(Object position labeling entries)
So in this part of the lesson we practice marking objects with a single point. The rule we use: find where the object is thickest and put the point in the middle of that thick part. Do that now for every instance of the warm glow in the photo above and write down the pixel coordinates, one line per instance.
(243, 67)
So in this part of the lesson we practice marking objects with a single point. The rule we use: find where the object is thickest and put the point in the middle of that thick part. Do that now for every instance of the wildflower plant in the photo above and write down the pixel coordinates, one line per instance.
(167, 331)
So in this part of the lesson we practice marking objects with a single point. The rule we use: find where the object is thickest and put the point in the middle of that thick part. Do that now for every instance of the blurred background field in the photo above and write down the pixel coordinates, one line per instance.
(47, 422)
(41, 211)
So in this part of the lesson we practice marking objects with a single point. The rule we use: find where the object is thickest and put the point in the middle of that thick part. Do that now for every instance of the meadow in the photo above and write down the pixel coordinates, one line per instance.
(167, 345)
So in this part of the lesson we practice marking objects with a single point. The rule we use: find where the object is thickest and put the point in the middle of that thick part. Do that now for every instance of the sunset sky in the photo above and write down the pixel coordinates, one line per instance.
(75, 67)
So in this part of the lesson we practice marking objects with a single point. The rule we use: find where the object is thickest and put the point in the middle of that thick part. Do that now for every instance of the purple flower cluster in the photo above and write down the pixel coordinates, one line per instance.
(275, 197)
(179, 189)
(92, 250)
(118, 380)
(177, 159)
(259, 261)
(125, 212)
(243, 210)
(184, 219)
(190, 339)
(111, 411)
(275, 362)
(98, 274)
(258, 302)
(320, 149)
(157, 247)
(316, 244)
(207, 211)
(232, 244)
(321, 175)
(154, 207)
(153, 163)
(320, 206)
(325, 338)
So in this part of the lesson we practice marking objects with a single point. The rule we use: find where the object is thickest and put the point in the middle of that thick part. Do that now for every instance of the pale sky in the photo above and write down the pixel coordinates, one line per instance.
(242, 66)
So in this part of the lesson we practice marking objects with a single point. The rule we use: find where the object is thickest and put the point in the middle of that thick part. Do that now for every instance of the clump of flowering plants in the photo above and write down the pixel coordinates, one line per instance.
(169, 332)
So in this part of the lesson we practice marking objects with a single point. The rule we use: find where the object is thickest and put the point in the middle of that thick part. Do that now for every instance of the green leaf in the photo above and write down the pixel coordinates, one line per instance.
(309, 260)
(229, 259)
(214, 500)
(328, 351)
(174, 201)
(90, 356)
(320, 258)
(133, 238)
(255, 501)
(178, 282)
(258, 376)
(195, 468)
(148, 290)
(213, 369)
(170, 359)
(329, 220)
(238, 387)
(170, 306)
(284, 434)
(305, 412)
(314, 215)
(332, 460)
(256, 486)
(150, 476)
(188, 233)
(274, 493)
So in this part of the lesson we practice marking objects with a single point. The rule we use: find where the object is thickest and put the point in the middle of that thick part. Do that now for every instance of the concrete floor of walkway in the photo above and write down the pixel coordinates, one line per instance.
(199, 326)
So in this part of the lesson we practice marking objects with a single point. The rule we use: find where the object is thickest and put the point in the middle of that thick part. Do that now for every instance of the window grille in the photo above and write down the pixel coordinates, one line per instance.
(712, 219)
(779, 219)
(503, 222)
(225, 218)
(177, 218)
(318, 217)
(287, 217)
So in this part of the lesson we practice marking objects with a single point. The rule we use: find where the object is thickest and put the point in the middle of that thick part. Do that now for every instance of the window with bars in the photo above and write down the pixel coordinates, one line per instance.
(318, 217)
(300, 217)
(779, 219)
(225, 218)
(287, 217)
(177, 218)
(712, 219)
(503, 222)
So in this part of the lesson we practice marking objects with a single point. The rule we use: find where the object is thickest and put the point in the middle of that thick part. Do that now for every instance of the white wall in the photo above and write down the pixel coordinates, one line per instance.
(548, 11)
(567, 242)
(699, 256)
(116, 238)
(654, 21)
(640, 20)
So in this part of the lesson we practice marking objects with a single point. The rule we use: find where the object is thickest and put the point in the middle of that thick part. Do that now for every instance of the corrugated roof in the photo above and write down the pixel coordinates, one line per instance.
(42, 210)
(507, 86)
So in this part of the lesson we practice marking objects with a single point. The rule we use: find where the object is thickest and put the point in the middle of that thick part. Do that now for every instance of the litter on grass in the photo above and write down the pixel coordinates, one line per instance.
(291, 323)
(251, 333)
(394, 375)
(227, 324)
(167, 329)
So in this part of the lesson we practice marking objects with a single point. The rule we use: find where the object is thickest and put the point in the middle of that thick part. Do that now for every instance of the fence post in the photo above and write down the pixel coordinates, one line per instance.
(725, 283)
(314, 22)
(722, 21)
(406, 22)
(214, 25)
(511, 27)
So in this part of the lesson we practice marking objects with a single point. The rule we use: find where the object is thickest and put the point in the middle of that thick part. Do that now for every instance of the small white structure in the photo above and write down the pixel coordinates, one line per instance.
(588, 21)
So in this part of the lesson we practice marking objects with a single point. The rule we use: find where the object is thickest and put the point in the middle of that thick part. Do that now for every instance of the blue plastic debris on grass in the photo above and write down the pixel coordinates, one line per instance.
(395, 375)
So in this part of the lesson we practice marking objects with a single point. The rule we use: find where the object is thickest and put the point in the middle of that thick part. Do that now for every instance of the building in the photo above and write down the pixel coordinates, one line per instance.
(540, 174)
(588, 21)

▸ **REQUIRED WORK**
Output every line of the entries above as a numbered list, omitting any blank lines.

▸ **CORRECT OUTPUT**
1. So in this part of the lesson we practice marking objects with a single point. The rule we use: find where the object is thickest and put the point in the middle of that thick part. Do that now for every instance of the warm glow in the photo above and write down the pixel coordinates, one line per instance.
2. (243, 67)
3. So in this part of the lesson we practice marking objects with a single point. The rule we use: find where the object is thickest and put the point in the middle of that thick part. Do that now for every instance of the wildflower plant in the photo above and write down the pixel coordinates, one line per instance.
4. (167, 331)
5. So in this part of the lesson we practice marking objects with a single point. The rule we use: find where the object is thickest and put the point in the middle of that thick part. Do that now for every instance of the blurred background field in the photo above and write down the pixel coordinates, one line per instance.
6. (47, 422)
7. (41, 211)
8. So in this part of the lesson we practice marking objects with a single point. The rule we use: find where the object is thickest and put the point in the middle of that thick part. Do that now for every instance of the meadow in the photo above and write down the pixel coordinates, one line per instance.
9. (167, 345)
10. So in this part of the lesson we practice marking objects with a single point. The rule we use: find where the object is thickest and put the point in the middle of that thick part. Do that now for every instance of the sunset sky in the photo above and write down the pixel coordinates, one line per instance.
11. (75, 67)
12. So in this part of the lesson we practice marking objects with a single point. The rule we use: find where the object is thickest and put the point in the middle of that thick part. Do that now for every instance of the purple flower cluster in the photo above and write down the pixel coordinates, one line per instance.
13. (275, 197)
14. (179, 189)
15. (92, 250)
16. (118, 380)
17. (177, 159)
18. (259, 261)
19. (125, 212)
20. (243, 210)
21. (184, 219)
22. (190, 339)
23. (111, 411)
24. (275, 362)
25. (98, 274)
26. (258, 302)
27. (320, 149)
28. (157, 247)
29. (316, 244)
30. (207, 211)
31. (232, 244)
32. (321, 175)
33. (154, 207)
34. (153, 163)
35. (320, 206)
36. (325, 338)
37. So in this part of the lesson we practice marking objects with a single point. The rule we use: find where the object is thickest and put the point in the middle of that thick part. Do that now for every instance of the pale sky in the photo above and write down the pixel coordinates, one line per instance.
38. (242, 66)
39. So in this part of the lesson we practice marking objects with a single point. The rule we use: find where the object is thickest and put the point in the middle of that thick part. Do that now for every instance of the clump of flowering plants in the photo above and write down the pixel coordinates, one line per instance.
40. (169, 332)
41. So in this part of the lesson we practice marking objects with a single point. The rule we use: find where the object is thickest and put the point in the middle of that thick part. Do that now for every instance of the green leaf in the photo above and write down the pixel coordinates, one line per instance.
42. (309, 260)
43. (229, 259)
44. (214, 500)
45. (328, 351)
46. (174, 201)
47. (90, 356)
48. (320, 258)
49. (133, 238)
50. (255, 501)
51. (178, 282)
52. (258, 376)
53. (195, 468)
54. (148, 290)
55. (213, 369)
56. (170, 359)
57. (329, 220)
58. (238, 387)
59. (170, 306)
60. (284, 434)
61. (305, 412)
62. (314, 215)
63. (332, 460)
64. (256, 486)
65. (150, 476)
66. (188, 233)
67. (274, 493)
68. So in this part of the lesson we practice marking objects with a single point. The rule we use: find where the object is thickest and put the point in the middle of that thick part. Do that now for every instance of the concrete floor of walkway in the photo above and write down the pixel coordinates, one line per instance.
69. (199, 326)
70. So in this part of the lesson we practice marking objects with a single point. The rule we use: find where the object is thickest and put the point in the middle of that thick part. Do that now for every instance of the window grille in the photo above and write down the pixel coordinates, one line per instance.
71. (712, 219)
72. (779, 219)
73. (503, 222)
74. (225, 218)
75. (177, 218)
76. (318, 217)
77. (287, 217)
78. So in this part of the lesson we practice marking objects with a single point. The rule we use: find where the object is thickest and put the point in the middle of that thick part. Do that now for every instance of the window with bars in the photo above and write down the pixel coordinates, one line per instance.
79. (318, 217)
80. (300, 217)
81. (779, 219)
82. (225, 218)
83. (287, 217)
84. (177, 218)
85. (712, 219)
86. (503, 222)
87. So in this part of the lesson we practice marking objects with a single point. The rule we use: find where the object is thickest and put the point in the middle of that thick part. Do that now for every instance of the white wall in the photo above and write down the pixel coordinates, one line per instance.
88. (548, 11)
89. (567, 242)
90. (699, 256)
91. (116, 238)
92. (654, 21)
93. (640, 20)
94. So in this part of the lesson we practice marking objects with a single point. The rule we use: find where the object is thickest and put the point in the middle of that thick part. Do that now for every instance of the corrugated roof in the photo above and write down the pixel coordinates, one line per instance.
95. (42, 210)
96. (507, 86)
97. So in this part of the lesson we practice marking objects with a single point. The rule we use: find where the object is thickest and put the point in the middle of that thick part. Do that now for every instance of the litter on grass in the photo above and write down the pixel coordinates, one line per instance.
98. (291, 323)
99. (251, 333)
100. (394, 375)
101. (227, 324)
102. (167, 329)
103. So in this part of the lesson we practice marking objects with a single point. The rule we use: find where the object is thickest and put the point in the middle of that thick part. Do that now for every instance of the fence post in the photo above and write down the pixel coordinates, one line per instance.
104. (725, 283)
105. (314, 22)
106. (722, 21)
107. (406, 22)
108. (214, 25)
109. (511, 27)
110. So in this part of the lesson we practice marking objects with a single point. The rule we use: find where the object is thickest and put the point in the middle of that thick part. Do that now for every instance of the small white structure in the photo above and write down the pixel coordinates, one line per instance.
111. (588, 21)
112. So in this part of the lesson we practice marking objects with a single point. The rule we use: find where the object is thickest and put the point in the middle of that thick part. Do that now for every instance of the blue plastic debris on grass in the photo above and write down the pixel coordinates, one line per instance.
113. (395, 375)
114. So in this part of the lesson we practice marking objects with a single point. The rule we use: find where the object is thickest and put the point in the middle of that thick part. Do that now for every instance of the building in the photo above and write down the pixel coordinates, one line per instance.
115. (540, 174)
116. (588, 21)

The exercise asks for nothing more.